WHAT TO DO: Please edit the listing below so that every "Marked at" becomes "Labeled at", with nothing else altered. Leave the pictures out of your version.

RECORDS SHOWN:

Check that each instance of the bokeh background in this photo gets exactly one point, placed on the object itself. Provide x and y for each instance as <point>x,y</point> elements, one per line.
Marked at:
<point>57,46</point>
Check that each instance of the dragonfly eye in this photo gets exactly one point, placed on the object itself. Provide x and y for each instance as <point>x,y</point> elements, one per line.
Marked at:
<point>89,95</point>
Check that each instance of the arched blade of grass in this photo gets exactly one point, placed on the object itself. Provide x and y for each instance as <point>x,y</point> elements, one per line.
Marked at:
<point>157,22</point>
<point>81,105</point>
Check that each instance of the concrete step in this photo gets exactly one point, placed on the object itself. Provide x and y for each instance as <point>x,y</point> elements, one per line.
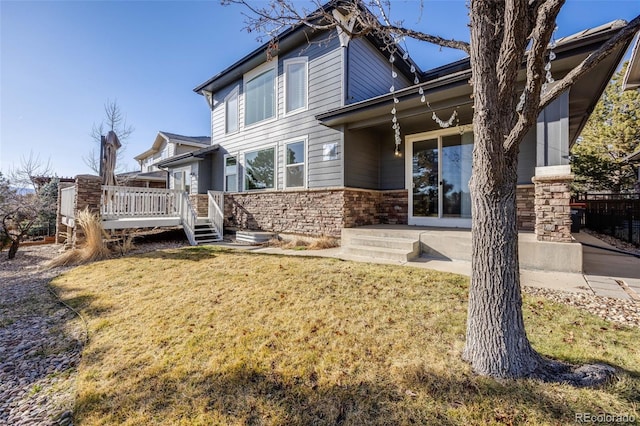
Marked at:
<point>400,255</point>
<point>409,244</point>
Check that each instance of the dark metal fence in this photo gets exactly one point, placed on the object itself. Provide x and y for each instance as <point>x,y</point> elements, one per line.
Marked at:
<point>617,215</point>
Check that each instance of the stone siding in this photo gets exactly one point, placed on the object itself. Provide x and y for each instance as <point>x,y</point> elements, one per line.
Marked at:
<point>88,194</point>
<point>360,208</point>
<point>553,213</point>
<point>314,212</point>
<point>525,203</point>
<point>394,207</point>
<point>297,212</point>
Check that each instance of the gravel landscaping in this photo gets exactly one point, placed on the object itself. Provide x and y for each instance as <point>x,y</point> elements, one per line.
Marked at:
<point>42,340</point>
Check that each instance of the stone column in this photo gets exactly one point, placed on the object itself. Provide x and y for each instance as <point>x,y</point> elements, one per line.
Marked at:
<point>552,198</point>
<point>88,195</point>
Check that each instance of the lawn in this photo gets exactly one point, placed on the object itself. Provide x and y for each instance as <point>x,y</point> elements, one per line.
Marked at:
<point>207,336</point>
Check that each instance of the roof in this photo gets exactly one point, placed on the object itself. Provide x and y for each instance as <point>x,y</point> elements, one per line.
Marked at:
<point>162,137</point>
<point>632,75</point>
<point>447,88</point>
<point>288,40</point>
<point>188,157</point>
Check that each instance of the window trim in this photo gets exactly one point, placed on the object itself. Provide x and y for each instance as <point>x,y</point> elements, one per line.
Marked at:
<point>250,75</point>
<point>304,140</point>
<point>236,92</point>
<point>275,168</point>
<point>224,182</point>
<point>298,60</point>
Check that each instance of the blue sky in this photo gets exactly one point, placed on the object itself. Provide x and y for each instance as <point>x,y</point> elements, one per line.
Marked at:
<point>60,61</point>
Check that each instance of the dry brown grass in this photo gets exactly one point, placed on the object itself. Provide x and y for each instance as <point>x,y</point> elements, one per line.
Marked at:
<point>202,336</point>
<point>323,243</point>
<point>300,243</point>
<point>93,248</point>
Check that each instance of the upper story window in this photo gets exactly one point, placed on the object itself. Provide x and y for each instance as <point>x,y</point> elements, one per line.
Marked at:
<point>260,169</point>
<point>231,112</point>
<point>296,77</point>
<point>260,93</point>
<point>295,164</point>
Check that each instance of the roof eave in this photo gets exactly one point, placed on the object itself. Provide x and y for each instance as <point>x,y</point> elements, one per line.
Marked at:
<point>631,79</point>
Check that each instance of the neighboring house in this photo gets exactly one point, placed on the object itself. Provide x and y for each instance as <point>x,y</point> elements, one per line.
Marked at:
<point>166,148</point>
<point>303,142</point>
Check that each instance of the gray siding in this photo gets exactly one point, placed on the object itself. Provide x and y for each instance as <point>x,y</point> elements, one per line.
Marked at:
<point>361,160</point>
<point>370,162</point>
<point>369,72</point>
<point>325,88</point>
<point>391,167</point>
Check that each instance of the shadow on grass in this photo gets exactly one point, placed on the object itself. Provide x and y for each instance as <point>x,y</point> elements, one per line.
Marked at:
<point>247,396</point>
<point>194,254</point>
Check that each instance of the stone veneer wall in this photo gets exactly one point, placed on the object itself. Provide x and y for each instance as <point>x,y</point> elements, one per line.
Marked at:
<point>201,203</point>
<point>314,212</point>
<point>553,212</point>
<point>326,212</point>
<point>88,194</point>
<point>525,204</point>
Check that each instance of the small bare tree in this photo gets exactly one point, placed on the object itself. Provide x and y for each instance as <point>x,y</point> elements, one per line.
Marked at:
<point>115,120</point>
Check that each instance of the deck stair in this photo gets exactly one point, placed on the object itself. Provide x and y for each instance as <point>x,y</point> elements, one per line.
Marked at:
<point>205,232</point>
<point>401,249</point>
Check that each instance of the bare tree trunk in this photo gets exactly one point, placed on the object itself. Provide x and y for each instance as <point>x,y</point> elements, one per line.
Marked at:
<point>13,250</point>
<point>496,345</point>
<point>496,341</point>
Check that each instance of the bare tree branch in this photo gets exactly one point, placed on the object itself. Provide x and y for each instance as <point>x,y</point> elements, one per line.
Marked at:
<point>280,14</point>
<point>114,120</point>
<point>623,36</point>
<point>23,176</point>
<point>532,111</point>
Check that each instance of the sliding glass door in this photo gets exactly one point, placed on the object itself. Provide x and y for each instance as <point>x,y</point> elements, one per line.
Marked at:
<point>440,168</point>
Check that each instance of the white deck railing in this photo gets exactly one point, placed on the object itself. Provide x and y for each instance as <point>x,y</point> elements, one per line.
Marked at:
<point>189,216</point>
<point>127,201</point>
<point>216,210</point>
<point>67,202</point>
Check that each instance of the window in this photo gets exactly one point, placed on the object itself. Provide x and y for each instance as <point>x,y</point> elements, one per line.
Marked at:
<point>295,71</point>
<point>259,169</point>
<point>294,164</point>
<point>260,93</point>
<point>230,173</point>
<point>231,112</point>
<point>180,181</point>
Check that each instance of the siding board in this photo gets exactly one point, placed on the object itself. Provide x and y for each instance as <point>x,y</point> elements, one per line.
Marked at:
<point>369,72</point>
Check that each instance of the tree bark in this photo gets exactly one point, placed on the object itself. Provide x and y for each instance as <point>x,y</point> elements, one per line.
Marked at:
<point>496,341</point>
<point>13,249</point>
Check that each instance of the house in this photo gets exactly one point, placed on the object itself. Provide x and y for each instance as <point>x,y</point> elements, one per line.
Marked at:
<point>320,134</point>
<point>168,147</point>
<point>302,140</point>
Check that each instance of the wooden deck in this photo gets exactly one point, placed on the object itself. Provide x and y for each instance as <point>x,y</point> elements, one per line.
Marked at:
<point>134,208</point>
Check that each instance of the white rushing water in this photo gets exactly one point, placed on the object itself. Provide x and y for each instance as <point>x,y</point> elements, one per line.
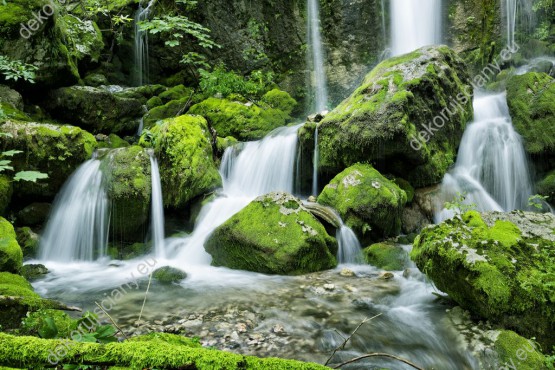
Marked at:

WRITTEN RESPONSE:
Check that each instance of the bokeh background in this photo gets exactly one point, placed on the object itself. Provide x and y for each instance as <point>x,y</point> elements, one per line.
Labeled at:
<point>57,46</point>
Check that each instance of the dragonfly eye in this photo gets exactly one point, placed on the object itself. Provide x and y for each instance as <point>x,y</point> elements, one per line.
Labeled at:
<point>89,95</point>
Check that each instance of the arched blade of grass in this photo gets exactly one point, placed on the object itself. Provide x and y for each instance as <point>x,y</point> elements, one per line.
Labeled at:
<point>157,22</point>
<point>81,105</point>
Check that each instance of the concrete step in this photo gets exactly one point, placed on the object itself. Provide x and y for each instance as <point>x,y</point> elements, one per line.
Labeled at:
<point>400,255</point>
<point>409,244</point>
Check that each instance of the dark metal fence in this photo gets exactly one point, placed on the object itself. Provide x and y for each instance as <point>x,y</point> elements, one per line.
Labeled at:
<point>617,215</point>
Check that each instance of the stone siding in this photo gets exactly one point, placed on the object itself. Provide x and y for each instance as <point>x,y</point> elements, one per line.
Labeled at:
<point>88,194</point>
<point>360,208</point>
<point>553,213</point>
<point>314,212</point>
<point>525,203</point>
<point>394,207</point>
<point>297,212</point>
Check that each instance of the gravel landscaping in this photo gets exactly one point, placed on the object itself. Provide x and y for each instance as <point>x,y</point> elements, one per line.
Labeled at:
<point>42,340</point>
Check that each instance of the stone column in this photo gets exactly one point, placed on the object itself. Provide x and y for each instance as <point>x,y</point> elements, one per line.
Labeled at:
<point>552,198</point>
<point>88,195</point>
Check that each instance of the lawn in this photo gets exactly one point, placed on the object itself. Provide x and y for each instance as <point>x,y</point> elements, one per line.
Labeled at:
<point>207,336</point>
Check that each instance of the roof in this photo gets exactly one point, placed on the object itself. Provide x and y for each instance as <point>x,y</point> elements, one per line.
Labeled at:
<point>162,137</point>
<point>632,75</point>
<point>447,88</point>
<point>288,40</point>
<point>188,157</point>
Check that each instance of the window trim in this photo gets exactly one point, placed on the object itself. Provide x and y for each instance as <point>x,y</point> elements, one per line.
Labeled at:
<point>250,75</point>
<point>304,140</point>
<point>236,92</point>
<point>275,168</point>
<point>224,182</point>
<point>298,60</point>
Check that each instance of the blue sky in this photo gets exactly one point, placed on the object itself. Provide x and y for each instance as <point>x,y</point> elements, one per line.
Labeled at:
<point>60,61</point>
Check that each instance of the dry brown grass in this photo gets exactly one point, placed on the object itself. Provide x and y for each instance as <point>x,y</point> elements, one per line.
Labeled at:
<point>202,336</point>
<point>323,243</point>
<point>300,243</point>
<point>93,248</point>
Check that each instance of the upper story window in this photo gets exactly one point, placed on the object itself. Provide x and y for each instance as <point>x,y</point> elements, one per line.
Labeled at:
<point>260,169</point>
<point>231,112</point>
<point>296,77</point>
<point>260,93</point>
<point>295,164</point>
Check that each instance of the roof eave in this photo gets exactly one point, placed on the object itself. Provide x and y for each instance as <point>x,y</point> elements, one per line.
Labeled at:
<point>631,79</point>
Check that each instance of the neighboring house in this photo gets exactly one point, placed on the object itself. Provide x and y for each instance as <point>x,y</point> elements, one per line.
Labeled at:
<point>166,148</point>
<point>303,142</point>
Check that each instance of the gray siding in this photo gets exactly one point, placed on the object itself. Provide x and y for each instance as <point>x,y</point> elements, one per line.
Labeled at:
<point>361,160</point>
<point>370,162</point>
<point>369,72</point>
<point>325,88</point>
<point>391,167</point>
Check that each instance of the shadow on grass in this photo gets exactly one point, placed on the object itself. Provide x and y for each instance as <point>x,y</point> elements, one per line.
Labeled at:
<point>247,396</point>
<point>194,254</point>
Check that each instance of the stone veneer wall in this photo gets exactly one point, placed on the object itself. Provide x and y for each instance as <point>x,y</point> elements, one per line.
Labeled at:
<point>201,203</point>
<point>314,212</point>
<point>553,212</point>
<point>326,212</point>
<point>88,194</point>
<point>525,204</point>
Check that each instance of the small bare tree in this photo gets exactly one point, placed on the object itself. Provide x and y for each instance as <point>x,y</point> elements, one per line.
Labeled at:
<point>115,120</point>
Check that each instance of the deck stair in this photo gets exactly one point, placed on the object itself. Provide x and y for each instance as <point>x,y</point> elements, one per line.
Labeled at:
<point>205,232</point>
<point>401,249</point>
Check that each instance of the bare tree trunk in this photo gets exactly one point, placed on the object itself. Provide x and y for each instance as <point>x,y</point> elements, one per line.
Labeled at:
<point>13,250</point>
<point>496,345</point>
<point>496,341</point>
Check that each instance of the bare tree branch in this photo gets exactly one point, placed on the object itself. Provide x and y for each instance as <point>x,y</point> elements, one per line.
Labeled at:
<point>280,14</point>
<point>114,120</point>
<point>623,36</point>
<point>23,176</point>
<point>532,111</point>
Check that each instance of the sliding glass door in this photo gets exactly one point, placed on the object itself. Provide x and y for each instance as <point>x,y</point> elements, one per line.
Labeled at:
<point>440,168</point>
Check that each instance of the white deck railing in this photo gets exactly one point, placed on the object itself. Provide x and y for each instance as <point>x,y</point> elements, one per line.
Labeled at:
<point>189,216</point>
<point>127,201</point>
<point>216,210</point>
<point>67,202</point>
Check that each instance of the window in this photo gets exactly one point, placed on the object itself. Provide x and y for each instance as <point>x,y</point> elements, one per line.
Labeled at:
<point>295,71</point>
<point>259,169</point>
<point>294,164</point>
<point>260,93</point>
<point>230,173</point>
<point>231,112</point>
<point>180,181</point>
Check that each instance of the siding board in this photo gets exactly one point, placed on the object itself. Provide x and y for each instance as <point>x,y</point> elements, one per line.
Labeled at:
<point>369,72</point>
Check that each instance of the tree bark in this photo gets exactly one point, placed on the object itself. Provide x and y for each instance as <point>x,y</point> elements, one per line.
Labeled at:
<point>496,341</point>
<point>13,249</point>
Check that each instance of the house in this photo gets exactly one point, placed on the object itself. Provide x and y for each instance as <point>x,y</point> elements, one per line.
Labeled at:
<point>320,134</point>
<point>168,147</point>
<point>302,140</point>
Check that each instance of the wooden deck in this photo gets exactly one point, placed on the object itself. Provide x and y for each instance as <point>x,y</point> elements, one per line.
Labeled at:
<point>134,208</point>
Check that each instance of the white rushing water in this photo gets exactly one point, placed on the object itself. Provide x and y for each instance as <point>x,y</point> elements, one per line.
Labeled at:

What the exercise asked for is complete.